◆ Document section:
════
Deja Vu in the Gulf, threats in the Strait of Hormuz




Shipping has never organised itself enough to influence political decision making that impacts geopolitical events, even if those events end up in a war that threatens it directly. However, shipping usually ends up paying the price- and first, whether the price is financial loss or sailors' lives- whenever armed conflicts occur. Governments across the world will react, often robustly, when their economic interests are threatened by other nations, but orphaned shipping is not seen as a vital industry and so it has no voice; it is a dog in the street that is at the mercy of every passing car.

So is the case of the present brinksmanship between the West and Iran that is concentrated on the strategic Strait of Hormuz. Everybody has their pants in a twist because the flow of oil through the Strait is threatened today, and, while the world talks of international laws on shipping lanes and their vital interests in the region, they are talking about the risks to the flow of oil, not about the risks to shipping or its sailors. But then, they never do.

It is important for the industry to understand the situation and which way it might go, for that is vital to its interests. My take is that declining Western nations with tottering economies, led by the US in a Presidential election year, see an economic advantage in a possible conflict- the consumption and sale of armaments. Politically too, the abnormal influence of Israel on their policies and their worries at the increasing Iranian influence in enclaves of Iraq seem to have made them tone up the rhetoric against Iran in recent months. The demonising of a nuclear bad-guy Iran and its leadership has been going on for years, though, although it was interrupted by the wars in Afghanistan and Iraq. After all, Iran and the US have been antagonists ever since the Shah was forced out and especially since the Tehran US embassy hostage crisis that scarred Jimmy Carter's presidency.  Finally, Western friends in the oil rich states around Iran are desperately against Iranian nuclear and regional-satrap ambitions- and some of them host Western navies at their bases spread across the region.
════
[Region annotation entries]
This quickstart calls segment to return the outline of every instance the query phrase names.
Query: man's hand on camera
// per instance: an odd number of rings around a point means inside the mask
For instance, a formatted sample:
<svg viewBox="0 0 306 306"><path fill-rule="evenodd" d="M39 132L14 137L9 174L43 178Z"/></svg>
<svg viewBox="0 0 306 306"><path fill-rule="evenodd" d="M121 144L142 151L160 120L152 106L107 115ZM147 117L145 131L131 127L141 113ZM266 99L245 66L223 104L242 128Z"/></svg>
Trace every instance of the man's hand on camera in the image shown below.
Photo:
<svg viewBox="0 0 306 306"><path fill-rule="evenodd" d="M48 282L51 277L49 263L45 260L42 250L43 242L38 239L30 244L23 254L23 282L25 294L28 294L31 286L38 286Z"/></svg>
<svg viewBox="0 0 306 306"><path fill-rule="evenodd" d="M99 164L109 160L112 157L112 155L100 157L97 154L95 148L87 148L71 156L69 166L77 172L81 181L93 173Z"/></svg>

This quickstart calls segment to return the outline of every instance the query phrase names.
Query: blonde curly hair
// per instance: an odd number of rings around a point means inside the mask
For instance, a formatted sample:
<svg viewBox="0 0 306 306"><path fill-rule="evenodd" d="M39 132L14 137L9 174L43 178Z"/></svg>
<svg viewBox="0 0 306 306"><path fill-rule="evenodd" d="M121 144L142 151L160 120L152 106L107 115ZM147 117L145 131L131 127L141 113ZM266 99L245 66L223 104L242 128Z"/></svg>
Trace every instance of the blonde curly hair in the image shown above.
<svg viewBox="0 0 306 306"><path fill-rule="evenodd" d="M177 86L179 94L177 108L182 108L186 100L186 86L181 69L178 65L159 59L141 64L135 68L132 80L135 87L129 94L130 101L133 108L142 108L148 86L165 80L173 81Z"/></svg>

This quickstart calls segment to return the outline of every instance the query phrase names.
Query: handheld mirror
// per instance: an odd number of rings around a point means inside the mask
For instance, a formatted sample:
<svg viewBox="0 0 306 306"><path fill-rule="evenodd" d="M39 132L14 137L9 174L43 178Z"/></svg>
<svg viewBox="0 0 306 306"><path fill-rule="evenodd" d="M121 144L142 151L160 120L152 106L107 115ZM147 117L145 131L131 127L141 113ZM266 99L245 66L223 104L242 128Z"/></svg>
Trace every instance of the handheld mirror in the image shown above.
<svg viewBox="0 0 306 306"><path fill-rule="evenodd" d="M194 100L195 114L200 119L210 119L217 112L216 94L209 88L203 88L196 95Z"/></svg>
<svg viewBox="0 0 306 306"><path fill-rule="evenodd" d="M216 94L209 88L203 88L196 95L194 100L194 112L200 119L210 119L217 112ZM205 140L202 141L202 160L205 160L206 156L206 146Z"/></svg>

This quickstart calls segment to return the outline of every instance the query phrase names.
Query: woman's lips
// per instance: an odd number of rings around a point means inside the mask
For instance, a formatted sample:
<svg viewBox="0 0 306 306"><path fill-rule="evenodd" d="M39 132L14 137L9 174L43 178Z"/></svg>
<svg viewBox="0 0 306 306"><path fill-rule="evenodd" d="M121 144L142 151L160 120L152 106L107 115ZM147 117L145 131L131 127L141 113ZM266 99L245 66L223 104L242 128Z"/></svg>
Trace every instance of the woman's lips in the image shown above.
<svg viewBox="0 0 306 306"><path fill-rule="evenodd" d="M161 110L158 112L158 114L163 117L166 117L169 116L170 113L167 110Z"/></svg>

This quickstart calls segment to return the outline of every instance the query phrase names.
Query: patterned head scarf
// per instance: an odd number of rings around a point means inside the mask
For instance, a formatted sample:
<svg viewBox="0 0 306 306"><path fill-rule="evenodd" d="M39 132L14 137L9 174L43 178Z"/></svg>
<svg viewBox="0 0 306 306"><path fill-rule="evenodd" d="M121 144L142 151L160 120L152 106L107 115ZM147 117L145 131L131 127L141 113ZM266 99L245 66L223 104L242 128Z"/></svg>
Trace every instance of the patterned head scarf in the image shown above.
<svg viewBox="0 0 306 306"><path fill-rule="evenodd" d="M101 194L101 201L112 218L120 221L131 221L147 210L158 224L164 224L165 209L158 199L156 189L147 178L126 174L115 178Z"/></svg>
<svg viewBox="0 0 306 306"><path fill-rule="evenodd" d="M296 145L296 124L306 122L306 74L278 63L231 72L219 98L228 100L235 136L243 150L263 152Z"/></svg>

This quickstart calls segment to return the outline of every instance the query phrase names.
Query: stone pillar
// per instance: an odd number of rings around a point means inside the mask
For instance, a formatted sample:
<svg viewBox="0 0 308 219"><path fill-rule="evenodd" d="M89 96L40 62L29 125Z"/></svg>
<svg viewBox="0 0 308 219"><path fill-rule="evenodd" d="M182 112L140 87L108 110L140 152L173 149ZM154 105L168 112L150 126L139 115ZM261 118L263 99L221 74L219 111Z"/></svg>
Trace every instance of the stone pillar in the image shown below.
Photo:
════
◆ What you need to do: Continue the piece on shipping and the Strait of Hormuz tensions, picking up after its final sentence.

◆ The answer:
On the other hand, it is difficult to see how a conflict will benefit anybody in Iran, except some of its hardliner leaders. Unfortunately, those are the very leaders whose voices are getting more shrill with every passing day; Iran's threat to close the chokepoint of the Straits of Hormuz ("Easier than drinking water from a glass," said Iranian Naval Commander Habibollah Sayyari) as a reaction to increased western economic sanctions has already seen oil markets jittery. Imagine the impact, economists are saying, of Iranian Vice-President Mohammad Reza Rahimi's threat- that should further sanctions proposed by the USA be imposed on Iran, “not even a drop of oil will be allowed through the Strait of Hormuz.” Keep in mind that about 16.5 million barrels, more than a third of global oil supply, pass through Hormuz. Every day.

But, surprise, surprise! Folks, Iran has already closed the Strait once on Dec 31- by manipulation, not by force. What reportedly happened was this: Iran announced- the previous evening- that it would test-fire missiles as part of its 'naval exercises' around the Strait of Hormuz. For five hours or so, not a single warship or merchant vessel transitted the Strait. Then, tongue in cheek, Iran announced that no missiles had been fired at all. "The exercise of launching missiles will be carried out in the coming days," Iranian navy commander Mahmoud Moussavi said.  Easier than drinking water, after all.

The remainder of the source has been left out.